Exercise instructions:
Copy, in full, every line of the listing below that contains the word "door".

Provided entries:

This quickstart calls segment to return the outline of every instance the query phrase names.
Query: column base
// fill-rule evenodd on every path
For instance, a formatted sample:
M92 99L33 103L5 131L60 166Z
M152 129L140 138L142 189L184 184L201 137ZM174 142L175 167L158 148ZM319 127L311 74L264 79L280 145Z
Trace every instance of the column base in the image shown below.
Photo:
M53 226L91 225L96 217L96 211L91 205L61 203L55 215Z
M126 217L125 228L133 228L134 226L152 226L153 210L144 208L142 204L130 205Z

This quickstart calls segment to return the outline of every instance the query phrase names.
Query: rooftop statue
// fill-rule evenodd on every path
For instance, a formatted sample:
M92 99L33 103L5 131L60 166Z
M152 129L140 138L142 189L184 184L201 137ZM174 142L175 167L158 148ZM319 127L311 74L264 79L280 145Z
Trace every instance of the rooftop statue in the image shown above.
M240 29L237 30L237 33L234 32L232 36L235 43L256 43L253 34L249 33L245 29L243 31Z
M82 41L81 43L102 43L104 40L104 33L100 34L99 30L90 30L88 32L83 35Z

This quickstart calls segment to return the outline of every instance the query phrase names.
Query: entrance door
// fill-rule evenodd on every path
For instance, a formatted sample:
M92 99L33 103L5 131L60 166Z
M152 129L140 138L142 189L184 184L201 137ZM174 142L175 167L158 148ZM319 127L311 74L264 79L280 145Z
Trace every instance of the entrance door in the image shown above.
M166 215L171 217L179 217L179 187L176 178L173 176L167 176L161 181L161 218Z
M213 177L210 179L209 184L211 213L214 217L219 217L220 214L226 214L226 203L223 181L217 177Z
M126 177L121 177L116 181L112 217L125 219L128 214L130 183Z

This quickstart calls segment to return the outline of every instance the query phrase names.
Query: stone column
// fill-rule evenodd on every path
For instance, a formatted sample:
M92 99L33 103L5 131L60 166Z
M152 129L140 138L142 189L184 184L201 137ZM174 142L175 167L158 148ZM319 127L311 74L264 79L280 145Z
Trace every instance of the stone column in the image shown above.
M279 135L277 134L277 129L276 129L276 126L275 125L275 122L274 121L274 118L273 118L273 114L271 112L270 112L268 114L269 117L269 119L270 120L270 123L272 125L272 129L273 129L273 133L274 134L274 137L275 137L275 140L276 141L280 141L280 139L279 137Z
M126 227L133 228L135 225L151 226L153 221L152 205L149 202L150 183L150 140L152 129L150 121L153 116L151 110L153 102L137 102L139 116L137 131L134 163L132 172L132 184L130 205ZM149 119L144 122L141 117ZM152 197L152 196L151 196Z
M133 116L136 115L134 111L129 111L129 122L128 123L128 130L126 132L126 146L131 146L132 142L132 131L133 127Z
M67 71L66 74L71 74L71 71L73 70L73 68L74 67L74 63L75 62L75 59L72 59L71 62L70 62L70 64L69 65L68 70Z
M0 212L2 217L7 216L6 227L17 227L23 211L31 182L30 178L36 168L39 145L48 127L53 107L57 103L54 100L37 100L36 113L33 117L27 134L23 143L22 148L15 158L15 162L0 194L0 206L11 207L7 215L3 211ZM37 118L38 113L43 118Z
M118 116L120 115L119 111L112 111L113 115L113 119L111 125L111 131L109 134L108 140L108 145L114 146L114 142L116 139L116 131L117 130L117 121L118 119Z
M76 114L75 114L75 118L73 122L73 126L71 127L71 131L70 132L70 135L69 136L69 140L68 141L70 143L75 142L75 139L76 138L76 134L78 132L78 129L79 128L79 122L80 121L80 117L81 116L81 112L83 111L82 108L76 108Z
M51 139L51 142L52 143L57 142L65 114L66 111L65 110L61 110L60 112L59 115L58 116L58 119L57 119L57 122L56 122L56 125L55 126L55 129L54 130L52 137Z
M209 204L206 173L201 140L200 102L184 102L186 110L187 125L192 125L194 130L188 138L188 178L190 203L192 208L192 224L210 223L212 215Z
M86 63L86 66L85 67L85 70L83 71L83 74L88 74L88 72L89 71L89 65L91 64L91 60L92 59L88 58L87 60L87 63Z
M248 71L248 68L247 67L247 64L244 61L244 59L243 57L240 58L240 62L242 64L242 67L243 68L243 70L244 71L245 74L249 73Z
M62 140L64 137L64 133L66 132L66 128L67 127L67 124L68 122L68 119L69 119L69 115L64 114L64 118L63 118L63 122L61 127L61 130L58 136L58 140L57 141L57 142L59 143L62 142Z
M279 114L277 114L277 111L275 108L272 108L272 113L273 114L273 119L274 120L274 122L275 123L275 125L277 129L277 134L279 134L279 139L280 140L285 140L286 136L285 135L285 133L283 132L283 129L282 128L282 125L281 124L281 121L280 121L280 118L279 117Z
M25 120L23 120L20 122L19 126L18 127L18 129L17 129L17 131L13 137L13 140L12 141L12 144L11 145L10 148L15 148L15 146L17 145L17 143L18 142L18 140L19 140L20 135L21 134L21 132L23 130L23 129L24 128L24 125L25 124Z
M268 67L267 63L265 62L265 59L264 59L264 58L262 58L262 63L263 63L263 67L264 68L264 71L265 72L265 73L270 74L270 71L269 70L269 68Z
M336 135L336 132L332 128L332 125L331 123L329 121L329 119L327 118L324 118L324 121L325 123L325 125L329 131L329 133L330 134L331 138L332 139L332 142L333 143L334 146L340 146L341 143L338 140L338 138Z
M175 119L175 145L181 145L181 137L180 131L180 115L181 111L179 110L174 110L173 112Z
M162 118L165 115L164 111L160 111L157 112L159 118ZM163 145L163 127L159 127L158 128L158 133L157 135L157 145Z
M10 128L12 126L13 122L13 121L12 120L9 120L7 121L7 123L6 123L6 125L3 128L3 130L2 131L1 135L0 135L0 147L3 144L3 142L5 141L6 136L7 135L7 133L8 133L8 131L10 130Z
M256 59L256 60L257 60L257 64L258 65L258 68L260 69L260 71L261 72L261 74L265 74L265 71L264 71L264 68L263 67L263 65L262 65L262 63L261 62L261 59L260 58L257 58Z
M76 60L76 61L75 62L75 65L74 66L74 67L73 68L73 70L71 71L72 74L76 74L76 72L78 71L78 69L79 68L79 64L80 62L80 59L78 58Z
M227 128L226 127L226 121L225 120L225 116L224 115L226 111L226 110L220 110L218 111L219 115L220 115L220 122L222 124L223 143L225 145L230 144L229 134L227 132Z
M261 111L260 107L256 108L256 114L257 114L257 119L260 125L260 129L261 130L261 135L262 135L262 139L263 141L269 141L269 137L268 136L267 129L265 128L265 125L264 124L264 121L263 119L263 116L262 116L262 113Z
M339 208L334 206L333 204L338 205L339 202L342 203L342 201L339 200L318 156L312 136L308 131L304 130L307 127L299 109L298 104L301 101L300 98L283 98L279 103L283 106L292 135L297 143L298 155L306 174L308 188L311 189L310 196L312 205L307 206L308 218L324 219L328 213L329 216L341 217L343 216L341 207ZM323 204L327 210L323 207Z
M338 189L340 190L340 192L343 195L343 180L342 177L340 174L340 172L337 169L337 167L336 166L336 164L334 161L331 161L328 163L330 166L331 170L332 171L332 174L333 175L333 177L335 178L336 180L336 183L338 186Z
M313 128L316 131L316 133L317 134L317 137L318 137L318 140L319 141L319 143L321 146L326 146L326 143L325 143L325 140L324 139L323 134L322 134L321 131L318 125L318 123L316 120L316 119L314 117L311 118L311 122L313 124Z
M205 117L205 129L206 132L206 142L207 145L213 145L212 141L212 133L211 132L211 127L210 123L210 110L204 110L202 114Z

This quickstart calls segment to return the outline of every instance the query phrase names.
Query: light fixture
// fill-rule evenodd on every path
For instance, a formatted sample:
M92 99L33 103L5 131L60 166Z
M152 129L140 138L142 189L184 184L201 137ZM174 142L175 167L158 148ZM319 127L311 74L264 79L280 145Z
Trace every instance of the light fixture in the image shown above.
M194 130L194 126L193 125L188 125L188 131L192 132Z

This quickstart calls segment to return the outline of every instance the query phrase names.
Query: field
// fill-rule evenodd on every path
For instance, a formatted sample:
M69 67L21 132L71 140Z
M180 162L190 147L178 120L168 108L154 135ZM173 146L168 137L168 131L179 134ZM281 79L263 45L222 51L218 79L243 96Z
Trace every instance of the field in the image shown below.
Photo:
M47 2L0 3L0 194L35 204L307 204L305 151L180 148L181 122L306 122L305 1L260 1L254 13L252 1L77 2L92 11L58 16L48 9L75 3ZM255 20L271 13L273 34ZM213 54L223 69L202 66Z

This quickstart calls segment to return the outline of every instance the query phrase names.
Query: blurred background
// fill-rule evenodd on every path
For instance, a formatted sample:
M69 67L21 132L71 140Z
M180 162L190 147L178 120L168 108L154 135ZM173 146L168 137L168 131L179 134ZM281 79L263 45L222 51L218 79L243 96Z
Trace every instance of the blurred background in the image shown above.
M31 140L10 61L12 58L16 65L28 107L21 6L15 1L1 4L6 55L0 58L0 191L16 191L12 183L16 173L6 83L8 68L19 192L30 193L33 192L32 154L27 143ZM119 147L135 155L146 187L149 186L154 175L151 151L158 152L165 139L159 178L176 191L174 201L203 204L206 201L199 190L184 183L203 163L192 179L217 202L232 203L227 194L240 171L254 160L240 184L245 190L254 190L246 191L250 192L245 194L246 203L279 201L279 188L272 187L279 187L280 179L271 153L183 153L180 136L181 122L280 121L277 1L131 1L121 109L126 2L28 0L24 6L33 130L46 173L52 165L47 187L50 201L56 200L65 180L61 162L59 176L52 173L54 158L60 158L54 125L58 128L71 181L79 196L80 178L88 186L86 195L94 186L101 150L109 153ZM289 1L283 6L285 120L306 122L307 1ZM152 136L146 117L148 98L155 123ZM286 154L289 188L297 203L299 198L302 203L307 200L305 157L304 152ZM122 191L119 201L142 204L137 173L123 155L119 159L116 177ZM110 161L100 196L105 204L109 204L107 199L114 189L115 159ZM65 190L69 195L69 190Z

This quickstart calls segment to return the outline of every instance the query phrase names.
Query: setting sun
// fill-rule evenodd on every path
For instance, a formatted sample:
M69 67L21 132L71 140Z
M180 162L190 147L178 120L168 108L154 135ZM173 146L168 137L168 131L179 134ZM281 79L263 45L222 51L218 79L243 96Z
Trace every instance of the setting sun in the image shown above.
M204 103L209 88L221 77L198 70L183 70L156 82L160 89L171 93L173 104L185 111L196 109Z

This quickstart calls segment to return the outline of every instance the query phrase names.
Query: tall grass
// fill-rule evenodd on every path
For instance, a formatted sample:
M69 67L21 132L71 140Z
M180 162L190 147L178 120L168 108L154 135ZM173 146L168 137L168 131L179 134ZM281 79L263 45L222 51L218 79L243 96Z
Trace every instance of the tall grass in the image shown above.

Answer to this task:
Query: entrance door
Trace every instance of the entrance door in the image shown above.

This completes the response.